● **SET EXERCISE**
Render the lines from the one containing "For this exercise we mark the horse's tail" through the one containing "[(204, 165), (86, 163)]", inclusive, as a JSON list of strings, one string per line, omitting blank lines.

>> BEGIN

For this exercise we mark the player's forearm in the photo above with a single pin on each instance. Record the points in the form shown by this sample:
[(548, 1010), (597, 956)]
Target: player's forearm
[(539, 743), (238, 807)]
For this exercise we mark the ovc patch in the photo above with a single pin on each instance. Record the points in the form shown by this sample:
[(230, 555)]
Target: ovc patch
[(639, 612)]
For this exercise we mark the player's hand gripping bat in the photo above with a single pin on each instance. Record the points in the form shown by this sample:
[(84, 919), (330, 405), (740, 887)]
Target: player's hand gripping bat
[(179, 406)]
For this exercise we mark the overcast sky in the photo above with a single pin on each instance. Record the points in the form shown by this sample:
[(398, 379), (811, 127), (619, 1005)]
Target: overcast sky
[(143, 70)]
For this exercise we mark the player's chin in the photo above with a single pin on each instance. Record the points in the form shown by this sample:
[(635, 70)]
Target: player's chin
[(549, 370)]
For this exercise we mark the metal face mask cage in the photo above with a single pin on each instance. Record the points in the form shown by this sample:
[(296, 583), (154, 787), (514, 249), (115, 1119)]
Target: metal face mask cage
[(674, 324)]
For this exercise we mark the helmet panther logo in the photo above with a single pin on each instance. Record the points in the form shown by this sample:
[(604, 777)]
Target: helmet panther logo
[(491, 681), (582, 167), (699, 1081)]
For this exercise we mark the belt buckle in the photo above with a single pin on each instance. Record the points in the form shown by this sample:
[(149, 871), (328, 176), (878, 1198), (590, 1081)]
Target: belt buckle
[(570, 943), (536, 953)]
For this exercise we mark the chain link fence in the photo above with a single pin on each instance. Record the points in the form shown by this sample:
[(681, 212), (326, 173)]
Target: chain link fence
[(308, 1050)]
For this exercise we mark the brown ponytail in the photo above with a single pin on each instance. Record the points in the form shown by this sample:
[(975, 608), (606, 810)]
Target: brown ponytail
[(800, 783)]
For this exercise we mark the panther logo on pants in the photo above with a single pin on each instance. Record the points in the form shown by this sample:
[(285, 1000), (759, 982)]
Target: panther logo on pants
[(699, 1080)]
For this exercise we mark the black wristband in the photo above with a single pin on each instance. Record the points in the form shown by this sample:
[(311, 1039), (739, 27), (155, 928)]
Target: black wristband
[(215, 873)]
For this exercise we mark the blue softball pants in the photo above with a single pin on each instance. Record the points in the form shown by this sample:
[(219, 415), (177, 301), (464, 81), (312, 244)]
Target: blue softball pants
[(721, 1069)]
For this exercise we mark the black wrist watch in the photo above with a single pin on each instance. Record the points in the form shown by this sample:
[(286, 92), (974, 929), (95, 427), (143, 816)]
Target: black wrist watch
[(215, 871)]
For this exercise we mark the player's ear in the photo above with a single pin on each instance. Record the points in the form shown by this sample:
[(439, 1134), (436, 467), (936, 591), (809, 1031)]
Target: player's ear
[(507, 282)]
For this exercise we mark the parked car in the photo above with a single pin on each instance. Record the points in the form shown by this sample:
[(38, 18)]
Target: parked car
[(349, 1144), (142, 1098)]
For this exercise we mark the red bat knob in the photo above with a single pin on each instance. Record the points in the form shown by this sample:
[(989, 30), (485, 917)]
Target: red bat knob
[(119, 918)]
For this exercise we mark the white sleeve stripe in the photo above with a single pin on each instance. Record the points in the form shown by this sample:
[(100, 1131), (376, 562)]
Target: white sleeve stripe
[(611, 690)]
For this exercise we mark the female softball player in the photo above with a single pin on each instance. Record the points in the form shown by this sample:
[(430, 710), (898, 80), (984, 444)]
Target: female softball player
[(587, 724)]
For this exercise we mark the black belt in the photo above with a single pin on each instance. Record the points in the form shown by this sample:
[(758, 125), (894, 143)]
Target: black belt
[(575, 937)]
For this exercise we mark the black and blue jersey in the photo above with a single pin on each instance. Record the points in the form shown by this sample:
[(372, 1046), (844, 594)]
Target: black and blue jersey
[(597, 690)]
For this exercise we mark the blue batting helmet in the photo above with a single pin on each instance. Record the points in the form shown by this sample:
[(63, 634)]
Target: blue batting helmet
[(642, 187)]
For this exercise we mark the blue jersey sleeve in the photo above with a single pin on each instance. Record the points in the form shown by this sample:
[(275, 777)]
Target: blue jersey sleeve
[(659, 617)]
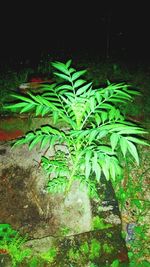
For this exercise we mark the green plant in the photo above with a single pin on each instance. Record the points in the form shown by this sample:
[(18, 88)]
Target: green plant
[(6, 232), (49, 255), (12, 244), (95, 249), (94, 129), (99, 224)]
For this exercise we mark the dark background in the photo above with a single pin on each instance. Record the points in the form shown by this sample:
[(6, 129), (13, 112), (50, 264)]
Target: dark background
[(96, 29)]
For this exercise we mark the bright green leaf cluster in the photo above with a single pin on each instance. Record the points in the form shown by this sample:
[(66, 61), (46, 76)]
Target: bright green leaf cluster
[(96, 128)]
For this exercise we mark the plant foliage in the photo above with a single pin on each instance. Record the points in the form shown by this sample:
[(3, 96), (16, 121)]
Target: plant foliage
[(95, 129)]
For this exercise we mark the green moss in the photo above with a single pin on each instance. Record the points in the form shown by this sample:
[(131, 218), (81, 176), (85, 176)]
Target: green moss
[(107, 248), (99, 224), (95, 249), (84, 248)]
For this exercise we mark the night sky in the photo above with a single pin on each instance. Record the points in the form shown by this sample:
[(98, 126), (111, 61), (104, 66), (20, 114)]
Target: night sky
[(93, 29)]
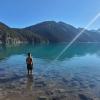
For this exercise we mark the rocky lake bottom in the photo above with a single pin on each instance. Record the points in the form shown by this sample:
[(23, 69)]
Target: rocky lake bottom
[(75, 78)]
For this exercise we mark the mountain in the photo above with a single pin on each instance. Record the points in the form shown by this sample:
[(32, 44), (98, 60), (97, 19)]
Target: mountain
[(44, 32)]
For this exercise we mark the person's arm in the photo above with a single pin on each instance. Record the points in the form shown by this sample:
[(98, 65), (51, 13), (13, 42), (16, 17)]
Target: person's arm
[(26, 61)]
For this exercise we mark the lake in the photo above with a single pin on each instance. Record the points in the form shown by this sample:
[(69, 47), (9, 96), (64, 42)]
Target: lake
[(74, 76)]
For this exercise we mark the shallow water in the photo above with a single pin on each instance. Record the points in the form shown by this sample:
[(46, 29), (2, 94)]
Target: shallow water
[(74, 76)]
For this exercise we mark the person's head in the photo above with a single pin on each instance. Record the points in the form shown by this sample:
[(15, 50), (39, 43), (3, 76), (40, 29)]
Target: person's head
[(29, 54)]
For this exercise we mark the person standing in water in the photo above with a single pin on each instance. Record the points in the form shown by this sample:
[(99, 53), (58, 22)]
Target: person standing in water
[(29, 63)]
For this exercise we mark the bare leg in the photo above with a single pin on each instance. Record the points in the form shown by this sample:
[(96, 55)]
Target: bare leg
[(28, 71), (31, 71)]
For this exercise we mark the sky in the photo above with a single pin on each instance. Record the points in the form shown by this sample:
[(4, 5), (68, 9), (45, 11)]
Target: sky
[(23, 13)]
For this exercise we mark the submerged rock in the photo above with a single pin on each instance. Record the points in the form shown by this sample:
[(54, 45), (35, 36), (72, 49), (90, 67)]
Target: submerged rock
[(84, 97)]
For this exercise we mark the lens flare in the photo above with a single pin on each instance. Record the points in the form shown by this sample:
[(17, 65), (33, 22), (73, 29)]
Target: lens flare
[(78, 35)]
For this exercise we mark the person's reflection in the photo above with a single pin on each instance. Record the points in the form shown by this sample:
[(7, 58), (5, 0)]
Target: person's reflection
[(29, 84)]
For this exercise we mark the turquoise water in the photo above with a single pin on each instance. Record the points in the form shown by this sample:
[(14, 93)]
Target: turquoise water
[(76, 71)]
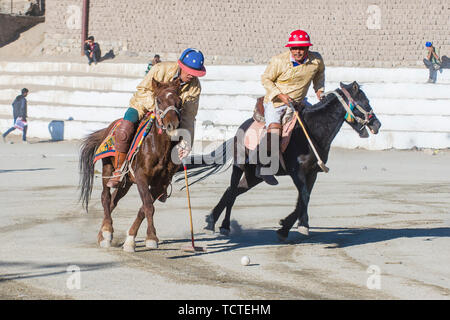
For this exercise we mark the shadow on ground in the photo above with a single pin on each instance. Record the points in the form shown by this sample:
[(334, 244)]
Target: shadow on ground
[(329, 237), (46, 270)]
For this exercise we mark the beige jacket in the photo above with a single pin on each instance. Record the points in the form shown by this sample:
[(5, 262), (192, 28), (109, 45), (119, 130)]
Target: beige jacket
[(282, 77), (144, 101)]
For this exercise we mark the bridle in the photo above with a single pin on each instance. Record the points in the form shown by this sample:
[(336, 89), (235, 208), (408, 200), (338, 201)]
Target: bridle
[(350, 116), (161, 114)]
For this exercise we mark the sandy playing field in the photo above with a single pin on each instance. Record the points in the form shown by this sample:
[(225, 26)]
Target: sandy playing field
[(380, 229)]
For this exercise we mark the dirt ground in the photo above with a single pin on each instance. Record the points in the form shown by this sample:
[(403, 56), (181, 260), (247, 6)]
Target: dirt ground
[(380, 229)]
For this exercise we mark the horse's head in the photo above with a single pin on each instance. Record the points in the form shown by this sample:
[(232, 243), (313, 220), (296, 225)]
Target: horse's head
[(168, 104), (363, 114)]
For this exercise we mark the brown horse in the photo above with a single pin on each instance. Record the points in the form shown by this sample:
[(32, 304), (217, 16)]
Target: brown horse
[(152, 168)]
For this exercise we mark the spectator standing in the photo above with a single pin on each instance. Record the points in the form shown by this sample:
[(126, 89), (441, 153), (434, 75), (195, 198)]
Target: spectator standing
[(20, 116), (432, 62), (92, 50)]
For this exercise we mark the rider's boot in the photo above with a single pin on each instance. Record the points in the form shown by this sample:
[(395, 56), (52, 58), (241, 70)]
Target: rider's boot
[(274, 129), (124, 134)]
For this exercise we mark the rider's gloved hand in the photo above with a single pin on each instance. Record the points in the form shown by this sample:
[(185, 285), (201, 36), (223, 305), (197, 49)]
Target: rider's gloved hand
[(183, 149)]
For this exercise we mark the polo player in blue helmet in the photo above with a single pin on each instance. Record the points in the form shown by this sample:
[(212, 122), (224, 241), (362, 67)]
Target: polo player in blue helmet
[(188, 68)]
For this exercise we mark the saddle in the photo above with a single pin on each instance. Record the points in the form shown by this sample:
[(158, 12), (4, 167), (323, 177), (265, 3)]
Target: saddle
[(107, 147), (258, 128)]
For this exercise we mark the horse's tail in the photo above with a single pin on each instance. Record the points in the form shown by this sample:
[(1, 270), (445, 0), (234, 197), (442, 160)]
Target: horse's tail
[(204, 165), (86, 163)]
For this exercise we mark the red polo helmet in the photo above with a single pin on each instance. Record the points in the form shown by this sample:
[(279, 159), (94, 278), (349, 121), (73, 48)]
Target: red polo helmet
[(299, 38)]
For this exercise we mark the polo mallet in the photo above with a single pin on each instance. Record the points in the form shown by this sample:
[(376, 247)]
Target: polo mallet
[(192, 247), (319, 161)]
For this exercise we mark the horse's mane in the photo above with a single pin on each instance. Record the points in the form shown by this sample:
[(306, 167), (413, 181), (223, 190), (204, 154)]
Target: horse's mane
[(319, 106)]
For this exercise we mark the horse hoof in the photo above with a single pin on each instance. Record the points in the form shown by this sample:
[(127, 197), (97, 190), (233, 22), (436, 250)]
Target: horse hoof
[(129, 245), (303, 230), (127, 248), (151, 244), (209, 230), (107, 238), (105, 244), (225, 232), (281, 237)]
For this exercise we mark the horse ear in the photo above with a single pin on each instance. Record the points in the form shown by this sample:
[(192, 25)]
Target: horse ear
[(177, 83), (155, 84)]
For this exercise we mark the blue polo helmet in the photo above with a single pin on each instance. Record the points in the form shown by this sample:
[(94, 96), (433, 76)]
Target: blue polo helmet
[(191, 61)]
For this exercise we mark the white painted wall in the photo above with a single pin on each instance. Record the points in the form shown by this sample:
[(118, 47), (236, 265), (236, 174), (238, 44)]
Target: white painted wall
[(413, 113)]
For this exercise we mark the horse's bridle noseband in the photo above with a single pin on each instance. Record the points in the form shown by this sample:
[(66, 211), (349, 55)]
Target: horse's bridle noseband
[(351, 105), (161, 114)]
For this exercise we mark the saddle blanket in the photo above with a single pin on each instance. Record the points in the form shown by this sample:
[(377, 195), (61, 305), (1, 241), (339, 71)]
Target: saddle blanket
[(257, 130), (107, 147)]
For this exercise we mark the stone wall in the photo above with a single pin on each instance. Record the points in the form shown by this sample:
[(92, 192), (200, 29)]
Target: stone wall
[(12, 26), (369, 33)]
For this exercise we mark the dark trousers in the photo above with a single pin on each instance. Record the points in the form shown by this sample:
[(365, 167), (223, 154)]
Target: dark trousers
[(95, 57), (433, 72), (24, 134)]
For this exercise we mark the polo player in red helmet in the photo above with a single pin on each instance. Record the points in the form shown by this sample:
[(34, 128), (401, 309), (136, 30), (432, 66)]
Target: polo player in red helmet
[(288, 78), (188, 68)]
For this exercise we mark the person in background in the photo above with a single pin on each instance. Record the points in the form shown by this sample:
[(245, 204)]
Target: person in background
[(432, 62), (156, 60), (92, 50), (19, 113)]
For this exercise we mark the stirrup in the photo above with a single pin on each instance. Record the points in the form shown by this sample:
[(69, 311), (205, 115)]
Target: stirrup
[(116, 180), (269, 179)]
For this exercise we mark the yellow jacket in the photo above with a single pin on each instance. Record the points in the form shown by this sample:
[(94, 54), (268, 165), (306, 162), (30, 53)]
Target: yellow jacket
[(282, 77), (144, 101)]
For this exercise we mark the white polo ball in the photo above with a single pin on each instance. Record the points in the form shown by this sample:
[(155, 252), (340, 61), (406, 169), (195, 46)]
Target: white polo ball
[(245, 260)]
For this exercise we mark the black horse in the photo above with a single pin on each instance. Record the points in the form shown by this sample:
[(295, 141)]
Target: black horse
[(322, 121)]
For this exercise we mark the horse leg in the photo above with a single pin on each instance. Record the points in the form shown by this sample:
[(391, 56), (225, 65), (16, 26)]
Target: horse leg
[(248, 182), (303, 225), (212, 218), (105, 234), (151, 240), (300, 211), (130, 244), (231, 197)]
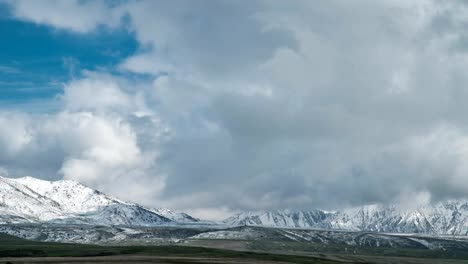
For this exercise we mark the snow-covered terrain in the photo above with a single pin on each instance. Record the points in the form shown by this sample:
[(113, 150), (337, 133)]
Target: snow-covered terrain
[(31, 200), (449, 217), (175, 216)]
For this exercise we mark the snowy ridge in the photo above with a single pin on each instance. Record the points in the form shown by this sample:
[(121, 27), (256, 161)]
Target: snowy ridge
[(31, 200), (175, 216), (444, 218)]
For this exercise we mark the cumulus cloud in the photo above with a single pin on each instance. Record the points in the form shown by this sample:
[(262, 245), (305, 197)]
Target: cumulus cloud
[(277, 105)]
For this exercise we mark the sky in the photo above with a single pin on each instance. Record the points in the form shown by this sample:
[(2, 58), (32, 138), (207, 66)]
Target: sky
[(216, 106)]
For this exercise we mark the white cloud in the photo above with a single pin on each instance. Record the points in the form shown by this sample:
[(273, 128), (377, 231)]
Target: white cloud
[(95, 92), (78, 16), (268, 104)]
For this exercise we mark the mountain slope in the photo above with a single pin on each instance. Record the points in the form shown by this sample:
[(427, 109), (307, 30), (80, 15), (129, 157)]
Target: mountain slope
[(449, 217), (31, 200)]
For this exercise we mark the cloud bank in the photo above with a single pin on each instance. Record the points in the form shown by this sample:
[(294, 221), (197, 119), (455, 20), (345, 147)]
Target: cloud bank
[(260, 106)]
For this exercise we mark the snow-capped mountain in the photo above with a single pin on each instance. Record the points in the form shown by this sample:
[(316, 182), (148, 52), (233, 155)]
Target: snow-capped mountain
[(31, 200), (449, 217), (285, 218), (175, 216)]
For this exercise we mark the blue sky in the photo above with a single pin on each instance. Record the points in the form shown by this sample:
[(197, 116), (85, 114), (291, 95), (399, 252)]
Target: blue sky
[(215, 106), (36, 60)]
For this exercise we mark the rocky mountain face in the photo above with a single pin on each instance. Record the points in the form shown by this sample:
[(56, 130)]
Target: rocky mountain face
[(449, 217), (30, 200)]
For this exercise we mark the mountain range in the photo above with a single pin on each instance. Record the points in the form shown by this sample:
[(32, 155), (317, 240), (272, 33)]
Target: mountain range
[(31, 200), (443, 218)]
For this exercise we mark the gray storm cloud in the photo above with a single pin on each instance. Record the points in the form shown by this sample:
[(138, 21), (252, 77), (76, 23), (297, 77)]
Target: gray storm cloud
[(260, 106)]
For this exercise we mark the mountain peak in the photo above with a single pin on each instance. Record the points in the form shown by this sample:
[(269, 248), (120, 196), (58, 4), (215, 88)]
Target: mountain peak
[(28, 199)]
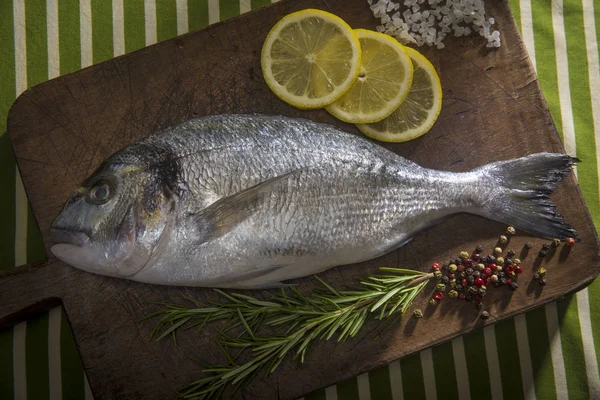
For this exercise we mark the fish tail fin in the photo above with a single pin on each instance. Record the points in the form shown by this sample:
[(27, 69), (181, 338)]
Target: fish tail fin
[(523, 198)]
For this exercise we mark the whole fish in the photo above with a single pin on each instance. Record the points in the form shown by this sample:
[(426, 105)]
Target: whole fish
[(248, 201)]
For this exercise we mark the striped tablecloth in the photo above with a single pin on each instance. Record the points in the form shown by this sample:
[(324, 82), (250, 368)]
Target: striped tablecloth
[(544, 354)]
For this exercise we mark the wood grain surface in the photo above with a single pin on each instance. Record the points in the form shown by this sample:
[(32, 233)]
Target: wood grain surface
[(61, 131)]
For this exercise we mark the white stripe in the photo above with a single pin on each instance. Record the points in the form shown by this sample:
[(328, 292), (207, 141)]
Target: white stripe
[(524, 356), (587, 336), (558, 363), (118, 28), (245, 6), (396, 380), (331, 393), (52, 28), (19, 358), (491, 352), (527, 29), (88, 391), (364, 389), (213, 11), (182, 17), (54, 363), (150, 21), (593, 70), (85, 29), (460, 367), (428, 374), (562, 68), (21, 85)]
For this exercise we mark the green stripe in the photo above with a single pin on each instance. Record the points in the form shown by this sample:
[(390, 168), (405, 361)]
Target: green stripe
[(166, 19), (508, 358), (515, 8), (379, 383), (445, 373), (71, 368), (539, 350), (413, 385), (260, 3), (546, 57), (6, 376), (7, 202), (135, 34), (318, 395), (197, 14), (348, 389), (68, 36), (7, 164), (477, 369), (229, 9), (38, 386), (36, 42), (102, 30), (572, 347)]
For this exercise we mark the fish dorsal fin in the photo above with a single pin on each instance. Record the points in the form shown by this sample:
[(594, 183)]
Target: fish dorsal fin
[(226, 213)]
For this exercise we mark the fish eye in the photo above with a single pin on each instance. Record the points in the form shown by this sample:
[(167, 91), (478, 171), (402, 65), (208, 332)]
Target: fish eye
[(99, 193)]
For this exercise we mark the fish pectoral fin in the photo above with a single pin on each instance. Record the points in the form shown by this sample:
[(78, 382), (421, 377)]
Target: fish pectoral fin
[(226, 213)]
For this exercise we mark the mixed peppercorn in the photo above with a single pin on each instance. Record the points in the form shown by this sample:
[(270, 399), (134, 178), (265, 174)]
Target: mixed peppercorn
[(469, 276)]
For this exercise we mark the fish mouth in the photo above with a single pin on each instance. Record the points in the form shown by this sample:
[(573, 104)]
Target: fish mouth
[(64, 236)]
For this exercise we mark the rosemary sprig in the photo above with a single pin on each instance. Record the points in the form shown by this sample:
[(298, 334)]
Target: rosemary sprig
[(299, 319)]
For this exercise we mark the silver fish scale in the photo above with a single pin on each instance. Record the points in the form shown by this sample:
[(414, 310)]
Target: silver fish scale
[(345, 200)]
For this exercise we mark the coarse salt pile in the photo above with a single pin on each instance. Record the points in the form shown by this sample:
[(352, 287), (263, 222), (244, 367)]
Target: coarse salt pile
[(430, 21)]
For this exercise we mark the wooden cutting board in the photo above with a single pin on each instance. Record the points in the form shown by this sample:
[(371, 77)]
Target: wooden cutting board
[(61, 130)]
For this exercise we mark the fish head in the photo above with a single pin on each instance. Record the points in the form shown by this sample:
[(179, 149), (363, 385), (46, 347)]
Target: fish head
[(113, 223)]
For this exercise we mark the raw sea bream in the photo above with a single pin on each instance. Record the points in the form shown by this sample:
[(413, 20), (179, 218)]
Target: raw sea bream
[(249, 201)]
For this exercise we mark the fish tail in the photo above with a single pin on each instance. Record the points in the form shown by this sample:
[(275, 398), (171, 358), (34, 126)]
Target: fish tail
[(523, 200)]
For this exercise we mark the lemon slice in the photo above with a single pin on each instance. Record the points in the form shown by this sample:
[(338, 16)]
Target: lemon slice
[(417, 114), (310, 58), (385, 77)]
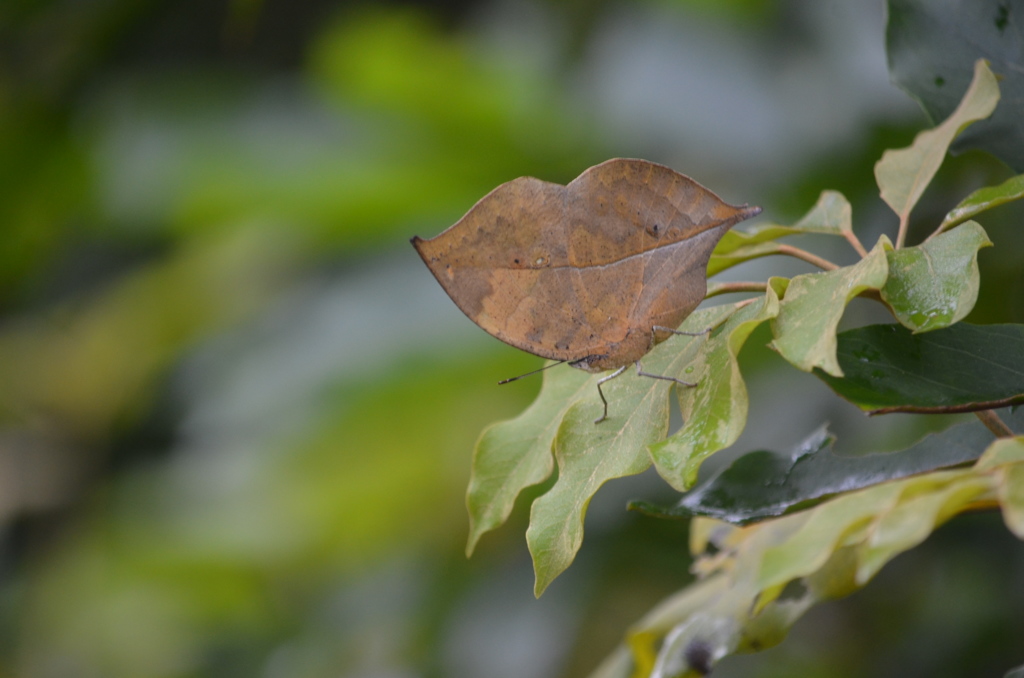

>> END

● **FINISHED ANSWER**
[
  "For this exercise we mark the horse's tail in the photo above with a single pin on each instance. Record the points in the form shown by this sample:",
  "[(1, 270), (445, 0), (234, 197), (442, 160)]",
  "Target: horse's tail",
  "[(204, 165), (86, 163)]"
]